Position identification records
===============
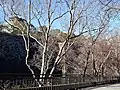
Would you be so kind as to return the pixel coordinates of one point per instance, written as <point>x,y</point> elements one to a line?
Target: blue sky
<point>114,22</point>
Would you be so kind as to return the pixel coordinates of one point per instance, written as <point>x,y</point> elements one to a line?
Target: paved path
<point>111,87</point>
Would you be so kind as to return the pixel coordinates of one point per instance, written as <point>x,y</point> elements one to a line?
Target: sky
<point>113,24</point>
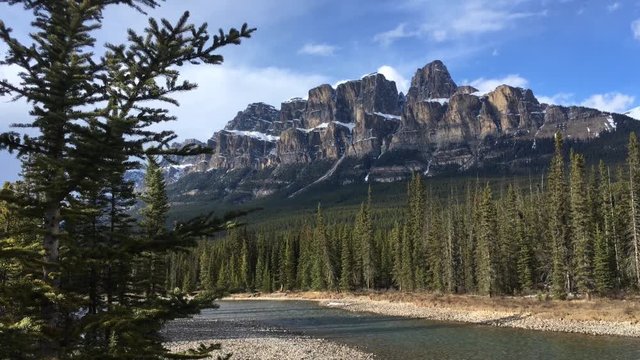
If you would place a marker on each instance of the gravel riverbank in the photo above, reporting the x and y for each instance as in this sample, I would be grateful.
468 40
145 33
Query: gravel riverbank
===============
Aim of the task: Can you render the material as a Markdown table with the columns Row and Line, numbering each line and leaving out blank lines, from the line with "If you would" through the end of the material?

Task output:
| Row | Line |
|---|---|
| 1 | If you would place a marker on each instance of the gravel riverbank in the photo above, reporting the x and y for each instance as in this sample, I would be grateful. |
| 2 | 468 40 |
| 3 | 145 33 |
| 4 | Query: gravel riverbank |